WHAT YOU HAVE TO DO: Copy every line from the data below in which the string "yellow" can be found.

DATA EXTRACTS:
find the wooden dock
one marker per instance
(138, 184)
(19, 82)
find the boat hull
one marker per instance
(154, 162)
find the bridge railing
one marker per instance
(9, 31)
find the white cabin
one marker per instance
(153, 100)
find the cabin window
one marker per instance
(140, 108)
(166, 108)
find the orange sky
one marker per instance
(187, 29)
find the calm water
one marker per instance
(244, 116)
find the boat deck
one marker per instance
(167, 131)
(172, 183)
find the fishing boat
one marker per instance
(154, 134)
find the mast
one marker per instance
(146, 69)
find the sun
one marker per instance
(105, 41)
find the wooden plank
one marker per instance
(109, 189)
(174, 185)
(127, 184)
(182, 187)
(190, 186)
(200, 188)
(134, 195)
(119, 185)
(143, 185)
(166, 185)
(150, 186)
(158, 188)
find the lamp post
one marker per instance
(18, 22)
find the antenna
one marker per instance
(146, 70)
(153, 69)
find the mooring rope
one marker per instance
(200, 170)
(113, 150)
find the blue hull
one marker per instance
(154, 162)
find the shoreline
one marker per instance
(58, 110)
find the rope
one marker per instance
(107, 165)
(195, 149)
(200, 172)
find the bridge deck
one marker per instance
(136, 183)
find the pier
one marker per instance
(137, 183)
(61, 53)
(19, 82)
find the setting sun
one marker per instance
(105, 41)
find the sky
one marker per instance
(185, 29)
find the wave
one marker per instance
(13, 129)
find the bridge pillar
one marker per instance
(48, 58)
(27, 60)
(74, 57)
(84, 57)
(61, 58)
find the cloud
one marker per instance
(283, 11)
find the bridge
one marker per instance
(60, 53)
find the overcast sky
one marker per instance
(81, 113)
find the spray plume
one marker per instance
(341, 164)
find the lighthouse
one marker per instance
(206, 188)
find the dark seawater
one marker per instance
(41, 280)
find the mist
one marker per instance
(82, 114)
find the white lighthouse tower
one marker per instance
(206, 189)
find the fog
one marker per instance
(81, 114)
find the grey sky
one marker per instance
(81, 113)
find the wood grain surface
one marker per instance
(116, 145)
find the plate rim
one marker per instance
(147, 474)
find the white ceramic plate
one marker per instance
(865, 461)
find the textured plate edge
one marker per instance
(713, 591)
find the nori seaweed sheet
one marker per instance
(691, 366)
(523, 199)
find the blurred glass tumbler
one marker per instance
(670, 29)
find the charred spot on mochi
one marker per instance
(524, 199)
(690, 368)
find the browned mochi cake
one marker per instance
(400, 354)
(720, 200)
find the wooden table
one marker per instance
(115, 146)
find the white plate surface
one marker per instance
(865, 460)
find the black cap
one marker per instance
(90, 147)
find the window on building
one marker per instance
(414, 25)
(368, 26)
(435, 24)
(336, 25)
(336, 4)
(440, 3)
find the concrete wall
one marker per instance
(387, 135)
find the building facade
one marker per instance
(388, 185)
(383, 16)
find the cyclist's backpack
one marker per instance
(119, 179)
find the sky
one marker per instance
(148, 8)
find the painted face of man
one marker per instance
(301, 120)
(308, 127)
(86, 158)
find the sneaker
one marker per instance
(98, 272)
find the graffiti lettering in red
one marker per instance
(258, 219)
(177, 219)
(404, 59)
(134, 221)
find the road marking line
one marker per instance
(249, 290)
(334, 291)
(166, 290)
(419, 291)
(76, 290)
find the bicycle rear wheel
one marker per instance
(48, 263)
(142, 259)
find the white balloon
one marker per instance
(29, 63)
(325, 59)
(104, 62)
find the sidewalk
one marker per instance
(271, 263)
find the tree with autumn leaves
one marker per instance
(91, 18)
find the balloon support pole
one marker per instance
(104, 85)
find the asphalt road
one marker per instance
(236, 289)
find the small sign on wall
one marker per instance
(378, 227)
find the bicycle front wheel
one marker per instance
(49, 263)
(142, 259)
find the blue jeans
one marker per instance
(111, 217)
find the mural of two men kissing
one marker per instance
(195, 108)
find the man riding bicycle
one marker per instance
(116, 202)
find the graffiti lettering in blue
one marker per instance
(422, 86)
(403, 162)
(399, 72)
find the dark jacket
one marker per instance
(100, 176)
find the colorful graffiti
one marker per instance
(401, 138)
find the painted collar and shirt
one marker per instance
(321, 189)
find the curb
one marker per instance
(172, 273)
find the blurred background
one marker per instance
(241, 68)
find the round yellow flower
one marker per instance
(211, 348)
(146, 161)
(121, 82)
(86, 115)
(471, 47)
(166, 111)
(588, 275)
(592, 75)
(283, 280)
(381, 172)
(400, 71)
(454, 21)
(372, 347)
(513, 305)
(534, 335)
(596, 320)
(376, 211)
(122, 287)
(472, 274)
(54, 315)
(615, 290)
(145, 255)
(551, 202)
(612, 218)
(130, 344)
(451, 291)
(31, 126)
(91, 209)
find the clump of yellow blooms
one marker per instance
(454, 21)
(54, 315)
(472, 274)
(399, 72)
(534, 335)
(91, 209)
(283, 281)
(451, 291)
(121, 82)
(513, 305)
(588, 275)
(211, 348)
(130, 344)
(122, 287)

TASK OUTPUT:
find the round yellow flower
find the clump of yellow blooms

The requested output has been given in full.